=== TASK ===
Reproduce every line of the listing below verbatim, leaving the pictures out of your answer.

Start of GIVEN DATA

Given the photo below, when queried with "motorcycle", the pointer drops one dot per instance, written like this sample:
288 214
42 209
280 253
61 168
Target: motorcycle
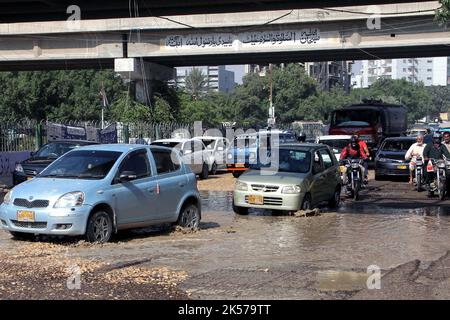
439 184
355 176
419 173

End of GIVEN DATA

=== WRITTEN REPLY ===
Given the photo below, when queried with "motorcycle", the pointer drops one dot per instance, written like this sample:
288 214
42 209
280 253
61 168
Target: motorcycle
439 184
355 176
419 173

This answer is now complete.